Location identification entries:
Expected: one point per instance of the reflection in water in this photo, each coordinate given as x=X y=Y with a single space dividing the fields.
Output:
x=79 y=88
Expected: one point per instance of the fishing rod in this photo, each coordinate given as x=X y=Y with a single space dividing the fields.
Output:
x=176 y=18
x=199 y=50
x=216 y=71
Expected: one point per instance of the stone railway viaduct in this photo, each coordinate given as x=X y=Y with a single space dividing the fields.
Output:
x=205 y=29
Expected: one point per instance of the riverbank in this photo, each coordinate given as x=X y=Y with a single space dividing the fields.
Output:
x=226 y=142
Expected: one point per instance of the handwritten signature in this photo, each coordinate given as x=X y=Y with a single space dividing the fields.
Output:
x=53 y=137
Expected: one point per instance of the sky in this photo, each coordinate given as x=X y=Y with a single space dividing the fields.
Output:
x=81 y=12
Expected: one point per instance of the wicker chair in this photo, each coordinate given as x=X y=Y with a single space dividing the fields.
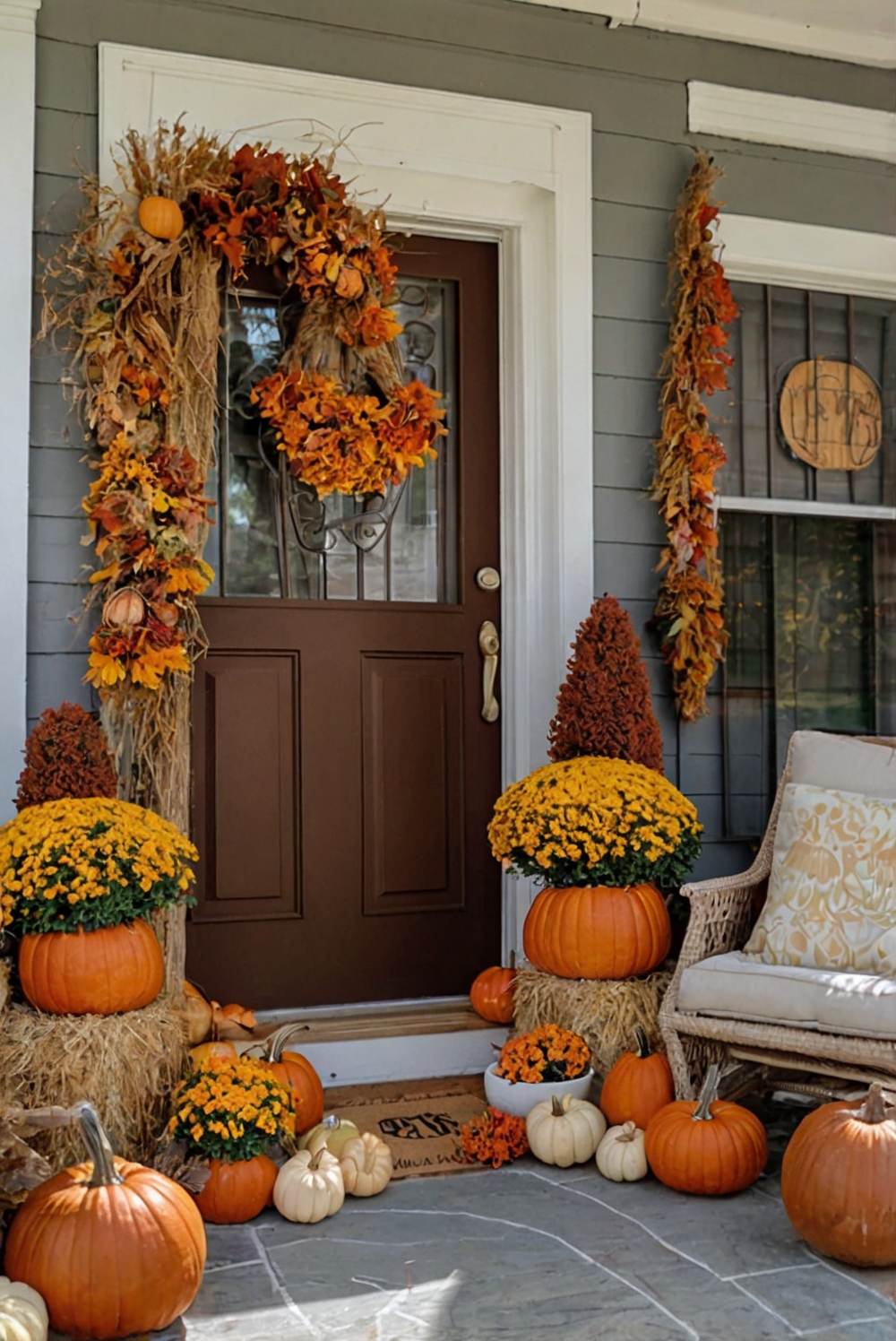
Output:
x=722 y=916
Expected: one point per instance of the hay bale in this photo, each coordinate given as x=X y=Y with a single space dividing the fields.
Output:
x=126 y=1067
x=604 y=1011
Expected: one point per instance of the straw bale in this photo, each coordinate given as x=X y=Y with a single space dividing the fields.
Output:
x=126 y=1065
x=604 y=1011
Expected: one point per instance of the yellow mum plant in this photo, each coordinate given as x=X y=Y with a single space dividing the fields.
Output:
x=231 y=1111
x=596 y=821
x=89 y=862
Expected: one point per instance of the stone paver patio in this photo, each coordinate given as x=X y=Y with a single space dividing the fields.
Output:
x=537 y=1253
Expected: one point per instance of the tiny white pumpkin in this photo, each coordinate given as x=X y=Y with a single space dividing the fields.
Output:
x=564 y=1130
x=366 y=1164
x=23 y=1314
x=309 y=1187
x=620 y=1156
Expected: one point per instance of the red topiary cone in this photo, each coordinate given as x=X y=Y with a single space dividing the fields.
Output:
x=604 y=705
x=66 y=755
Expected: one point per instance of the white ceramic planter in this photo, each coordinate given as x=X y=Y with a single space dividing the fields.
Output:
x=520 y=1098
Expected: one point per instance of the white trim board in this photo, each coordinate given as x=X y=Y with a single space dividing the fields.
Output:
x=466 y=167
x=773 y=118
x=836 y=260
x=18 y=21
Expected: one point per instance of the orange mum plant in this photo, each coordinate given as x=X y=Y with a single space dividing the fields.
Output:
x=688 y=611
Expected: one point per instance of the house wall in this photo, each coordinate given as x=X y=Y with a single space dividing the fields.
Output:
x=633 y=84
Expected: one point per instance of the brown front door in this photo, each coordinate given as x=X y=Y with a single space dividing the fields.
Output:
x=343 y=773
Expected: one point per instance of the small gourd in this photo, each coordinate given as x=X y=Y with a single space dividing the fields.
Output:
x=564 y=1130
x=309 y=1187
x=366 y=1164
x=620 y=1156
x=23 y=1314
x=332 y=1132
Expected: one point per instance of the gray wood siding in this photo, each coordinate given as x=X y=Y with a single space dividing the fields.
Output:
x=632 y=82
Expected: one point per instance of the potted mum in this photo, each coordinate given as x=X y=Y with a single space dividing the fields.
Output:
x=229 y=1113
x=78 y=880
x=545 y=1062
x=607 y=838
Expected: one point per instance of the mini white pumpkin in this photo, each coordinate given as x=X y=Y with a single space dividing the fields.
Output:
x=309 y=1187
x=23 y=1314
x=366 y=1164
x=564 y=1130
x=620 y=1156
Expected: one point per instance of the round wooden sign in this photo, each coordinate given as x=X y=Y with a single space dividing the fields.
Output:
x=831 y=415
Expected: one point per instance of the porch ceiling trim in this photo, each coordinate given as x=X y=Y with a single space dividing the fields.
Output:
x=773 y=118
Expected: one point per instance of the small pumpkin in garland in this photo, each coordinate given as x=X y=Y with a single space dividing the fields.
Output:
x=707 y=1146
x=637 y=1086
x=491 y=994
x=113 y=1248
x=837 y=1181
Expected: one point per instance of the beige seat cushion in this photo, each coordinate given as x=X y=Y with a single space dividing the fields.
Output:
x=831 y=892
x=842 y=763
x=737 y=987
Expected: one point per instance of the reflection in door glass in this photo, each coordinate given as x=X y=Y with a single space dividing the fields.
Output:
x=262 y=514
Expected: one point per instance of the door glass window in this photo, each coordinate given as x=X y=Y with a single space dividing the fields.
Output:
x=272 y=541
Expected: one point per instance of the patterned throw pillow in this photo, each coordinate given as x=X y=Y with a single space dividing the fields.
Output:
x=831 y=892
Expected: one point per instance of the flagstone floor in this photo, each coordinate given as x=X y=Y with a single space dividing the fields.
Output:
x=533 y=1253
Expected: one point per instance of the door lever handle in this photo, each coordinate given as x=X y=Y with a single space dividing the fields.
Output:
x=490 y=646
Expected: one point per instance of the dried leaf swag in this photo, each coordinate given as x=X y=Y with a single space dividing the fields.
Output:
x=690 y=608
x=142 y=314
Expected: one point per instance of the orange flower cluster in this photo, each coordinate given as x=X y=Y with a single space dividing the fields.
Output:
x=688 y=611
x=547 y=1053
x=346 y=443
x=494 y=1138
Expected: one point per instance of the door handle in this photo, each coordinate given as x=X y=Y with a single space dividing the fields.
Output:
x=490 y=646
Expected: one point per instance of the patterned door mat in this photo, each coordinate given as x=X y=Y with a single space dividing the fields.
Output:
x=420 y=1120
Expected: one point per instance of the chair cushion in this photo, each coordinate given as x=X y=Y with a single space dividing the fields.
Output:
x=737 y=987
x=842 y=763
x=831 y=891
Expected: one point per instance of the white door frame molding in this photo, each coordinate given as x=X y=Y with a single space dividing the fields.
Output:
x=18 y=19
x=466 y=167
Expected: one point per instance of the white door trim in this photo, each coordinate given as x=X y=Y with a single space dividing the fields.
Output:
x=475 y=167
x=18 y=21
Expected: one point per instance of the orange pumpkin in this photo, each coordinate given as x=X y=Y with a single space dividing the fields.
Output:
x=161 y=218
x=91 y=973
x=837 y=1181
x=113 y=1248
x=707 y=1146
x=637 y=1086
x=597 y=932
x=491 y=994
x=239 y=1191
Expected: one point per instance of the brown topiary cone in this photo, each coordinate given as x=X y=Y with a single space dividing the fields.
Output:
x=604 y=705
x=66 y=755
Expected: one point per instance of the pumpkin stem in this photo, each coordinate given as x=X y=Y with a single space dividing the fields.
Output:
x=99 y=1148
x=707 y=1094
x=642 y=1043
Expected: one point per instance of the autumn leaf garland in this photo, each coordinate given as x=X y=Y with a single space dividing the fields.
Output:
x=690 y=606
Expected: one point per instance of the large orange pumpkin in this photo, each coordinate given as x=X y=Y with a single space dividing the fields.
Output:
x=491 y=994
x=91 y=973
x=709 y=1146
x=239 y=1191
x=839 y=1181
x=597 y=932
x=113 y=1248
x=161 y=218
x=637 y=1086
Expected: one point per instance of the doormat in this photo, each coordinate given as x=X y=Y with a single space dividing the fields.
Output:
x=418 y=1120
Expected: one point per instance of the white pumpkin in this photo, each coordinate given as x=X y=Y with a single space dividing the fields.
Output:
x=366 y=1164
x=620 y=1156
x=23 y=1314
x=309 y=1187
x=564 y=1130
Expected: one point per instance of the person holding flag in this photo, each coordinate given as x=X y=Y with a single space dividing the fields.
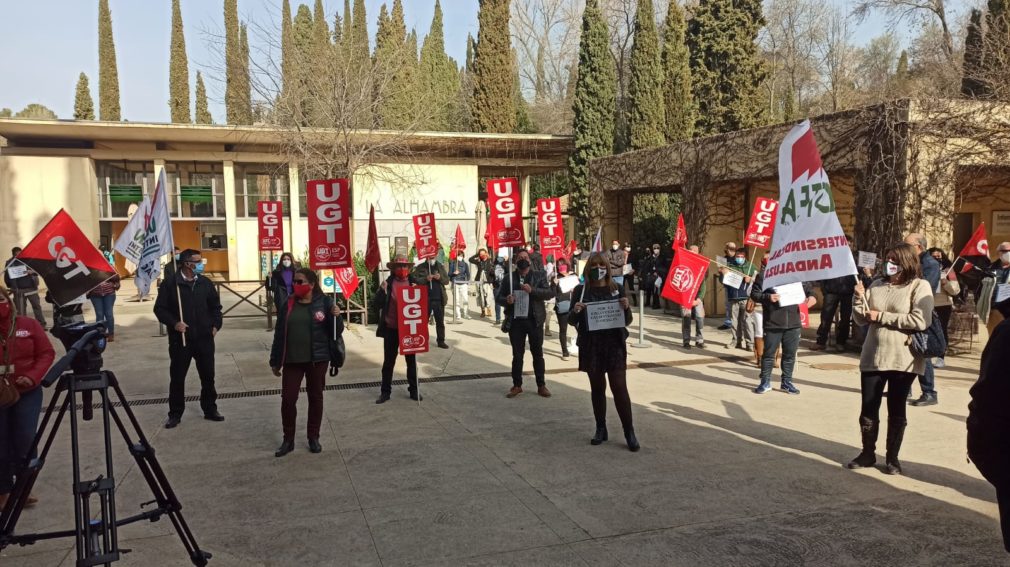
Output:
x=188 y=305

> [AIM OF THE EXERCISE]:
Convert the entire listing above into a JSON list of strings with one string per line. Skip blank lines and leave out the pictures.

> [WRITTEN REPLY]:
[
  "Expected: one point per instance of the reflection in water in this photo, each coordinate given as x=X y=Y with a single space dividing the fields.",
  "Output:",
  "x=79 y=88",
  "Expected: one point per instance of the fishing rod in this photo, each coordinate given as x=X y=Y with a single space dividing the fields.",
  "Output:",
  "x=176 y=18",
  "x=199 y=50",
  "x=216 y=71",
  "Expected: one point per instance of the stone railway viaduct in this photo, each coordinate given as x=X y=Y with a single space dividing the fields.",
  "Output:",
  "x=205 y=29",
  "Expected: one point per instance of the riverbank in this photo, each coordinate given as x=X y=Y with a single space dividing the fields.",
  "Output:",
  "x=226 y=142",
  "Expected: one point per instance of the handwritten signature in this photo, each coordinate given as x=X y=Y with a single space dividing the fields.",
  "Output:",
  "x=53 y=137",
  "Expected: one point per instance of the sky in this photo, each coordinate given as x=X y=Y with a single space dividing the fields.",
  "Output:",
  "x=81 y=12",
  "Expected: one point per instance of the wicker chair in this photo, each coordinate given as x=X y=Y with a single space dividing the fields.",
  "Output:",
  "x=722 y=916",
  "Expected: one point per instance of the hay bale in this photo, each coordinate given as x=X y=Y with a single space dividing the fields.",
  "Output:",
  "x=126 y=1067",
  "x=604 y=1011",
  "Expected: one point per instance of the straw bale in this photo, each coordinate given as x=X y=Y with a single space dividing the fields.",
  "Output:",
  "x=126 y=1065",
  "x=604 y=1011",
  "Expected: one point per instance of the yellow mum plant in this photo, each coordinate given as x=X y=Y with a single space dividing the fields.",
  "Output:",
  "x=231 y=1111",
  "x=596 y=821",
  "x=89 y=862",
  "Expected: one point per instance of the stone paver patio in this photo, each coordinate given as x=X y=Y with a single space dividing the fields.",
  "Output:",
  "x=537 y=1253",
  "Expected: one point per instance of the tiny white pumpkin in this photo, each coordinate given as x=X y=Y with a single space dividing the fields.",
  "Output:",
  "x=564 y=1130",
  "x=366 y=1164",
  "x=23 y=1314",
  "x=309 y=1187",
  "x=620 y=1156",
  "Expected: one point per instance of the red topiary cone in this photo, each coordinate given as x=X y=Y with a single space dividing the fields.",
  "Output:",
  "x=604 y=705",
  "x=66 y=755",
  "Expected: one point per instance of the white ceramic planter in this photo, each coordinate given as x=X y=Y with a single space dividing the fields.",
  "Output:",
  "x=520 y=1098",
  "Expected: one point per instance of the white trim board in this photo, each coordinate given as x=X y=Y with a single space dividing the fields.",
  "Output:",
  "x=466 y=167",
  "x=773 y=118",
  "x=836 y=260",
  "x=18 y=21",
  "Expected: one point per instance of the orange mum plant in this photo, each coordinate given as x=X y=Y with a single space dividing the fields.",
  "Output:",
  "x=688 y=611",
  "Expected: one point per instance of the house wall in this photo, each coordinate given as x=X y=Y with a single space dividing the fields.",
  "Output:",
  "x=633 y=84",
  "Expected: one point per instance of the brown front door in this photo, each coordinate given as x=X y=Y with a single space dividing the fields.",
  "Output:",
  "x=343 y=773",
  "Expected: one point per instance of the small gourd in this photo, each coordinate given as x=X y=Y with a single space dividing the fields.",
  "Output:",
  "x=564 y=1130",
  "x=309 y=1187",
  "x=366 y=1164",
  "x=620 y=1156",
  "x=23 y=1314",
  "x=332 y=1132",
  "Expected: one point per instance of the gray wood siding in this photo, each coordinate given as x=X y=Y with a single space dividing the fields.",
  "Output:",
  "x=632 y=82",
  "Expected: one point per instance of the potted mum in this photo, each coordinate given as x=X y=Y with a single space dividing the fields.",
  "Output:",
  "x=229 y=1113",
  "x=78 y=880",
  "x=545 y=1062",
  "x=607 y=838",
  "Expected: one point per instance of the mini white pumpkin in this photo, each coordinate given as x=X y=Y with a single space dividing the fields.",
  "Output:",
  "x=309 y=1187",
  "x=23 y=1314",
  "x=366 y=1164",
  "x=564 y=1130",
  "x=620 y=1156",
  "Expected: one point per instance of the round wooden sign in this photo, each coordinate given as x=X y=Y with a single space dividing the fields.",
  "Output:",
  "x=831 y=415",
  "Expected: one point per instance of the porch ceiling trim in this photo, each coordinate given as x=X y=Y with a single space dividing the fields.",
  "Output:",
  "x=773 y=118",
  "Expected: one point per instance of the small pumpkin in garland in this photo, each coordinate given as x=X y=Y with a single space dividing the fields.",
  "Output:",
  "x=707 y=1146",
  "x=637 y=1086",
  "x=491 y=994",
  "x=113 y=1248",
  "x=837 y=1181",
  "Expected: one point per instance of the beige seat cushion in this photo, each coordinate given as x=X y=Y with a single space dividing the fields.",
  "Output:",
  "x=831 y=892",
  "x=842 y=763",
  "x=737 y=987",
  "Expected: one point per instance of the reflection in door glass in this photo, each coordinate given as x=X y=Y with a single space dividing the fields.",
  "Output:",
  "x=262 y=514",
  "Expected: one point per instance of the door glass window in this photo, each coordinate given as x=X y=Y with a single space dividing the fields.",
  "Output:",
  "x=272 y=541",
  "Expected: one point per instance of the patterned throw pillow in this photo, each coordinate given as x=X y=Y with a single space dividing the fields.",
  "Output:",
  "x=831 y=892",
  "Expected: one point per instance of the flagstone floor in this photo, each coordinate given as x=X y=Y with a single space dividing the fields.",
  "Output:",
  "x=533 y=1253",
  "Expected: one point per instance of the door lever handle in this photo, each coordinate given as x=X y=Y with a single space dividing the fields.",
  "Output:",
  "x=490 y=646",
  "Expected: one point per instance of the dried leaf swag in this photo, each coordinate given as x=X y=Y with a single space dividing the fields.",
  "Output:",
  "x=690 y=608",
  "x=142 y=314",
  "Expected: one point per instance of the orange flower cluster in this photo, each coordinate given as x=X y=Y with a single space dividing the fields.",
  "Output:",
  "x=688 y=611",
  "x=547 y=1053",
  "x=346 y=443",
  "x=494 y=1138",
  "Expected: one point per instance of the door handle in this photo, each coordinate given as x=X y=Y with a single space dividing the fields.",
  "Output:",
  "x=490 y=646",
  "Expected: one point per instance of the patterned door mat in this photo, each coordinate given as x=X y=Y with a single space dividing the fields.",
  "Output:",
  "x=420 y=1120",
  "Expected: one point per instance of the chair cushion in this photo, each coordinate given as x=X y=Y with a single space dividing the fields.",
  "Output:",
  "x=737 y=987",
  "x=842 y=763",
  "x=831 y=891",
  "Expected: one point per instance of the white door frame molding in this photo, each coordinate given as x=X y=Y with a single space dividing the fields.",
  "Output:",
  "x=18 y=19",
  "x=466 y=167",
  "Expected: one point per instance of the white door trim in this photo, each coordinate given as x=X y=Y with a single space dividing the fields.",
  "Output:",
  "x=475 y=167",
  "x=18 y=21",
  "Expected: one point per instance of the orange pumpkin in this photo, each coordinate given as x=X y=Y with a single space dividing the fields.",
  "Output:",
  "x=161 y=218",
  "x=91 y=973",
  "x=837 y=1181",
  "x=113 y=1248",
  "x=707 y=1146",
  "x=637 y=1086",
  "x=597 y=932",
  "x=491 y=994",
  "x=239 y=1191",
  "Expected: one point per instance of the brown topiary cone in this photo, each coordinate given as x=X y=Y with a single space dividing the fields.",
  "Output:",
  "x=604 y=705",
  "x=66 y=755",
  "Expected: one point per instance of the pumpkin stem in this photo, each coordinate given as x=X y=Y with a single space dividing the fields.",
  "Output:",
  "x=99 y=1148",
  "x=707 y=1094",
  "x=642 y=1043",
  "Expected: one point per instance of the autumn leaf garland in this photo, each coordinate given as x=X y=Y with a single space dividing the fields.",
  "Output:",
  "x=690 y=606",
  "Expected: one point per instance of the large orange pumpkin in this photo, each coordinate given as x=X y=Y with a single space dividing the fields.",
  "Output:",
  "x=491 y=994",
  "x=91 y=973",
  "x=709 y=1146",
  "x=239 y=1191",
  "x=839 y=1181",
  "x=597 y=932",
  "x=113 y=1248",
  "x=161 y=218",
  "x=637 y=1086",
  "Expected: one point per instance of the doormat in this photo, each coordinate given as x=X y=Y with a single space dividing the fields.",
  "Output:",
  "x=418 y=1120",
  "Expected: one point per instance of the white pumpkin in this photo, each coordinate given as x=X y=Y with a single space dividing the fields.",
  "Output:",
  "x=366 y=1164",
  "x=620 y=1156",
  "x=23 y=1314",
  "x=309 y=1187",
  "x=564 y=1130",
  "Expected: one point per instance of the person holding flag in this photo, each coordinate given as x=X y=Y with a single space dividing the fields.",
  "Output:",
  "x=188 y=305"
]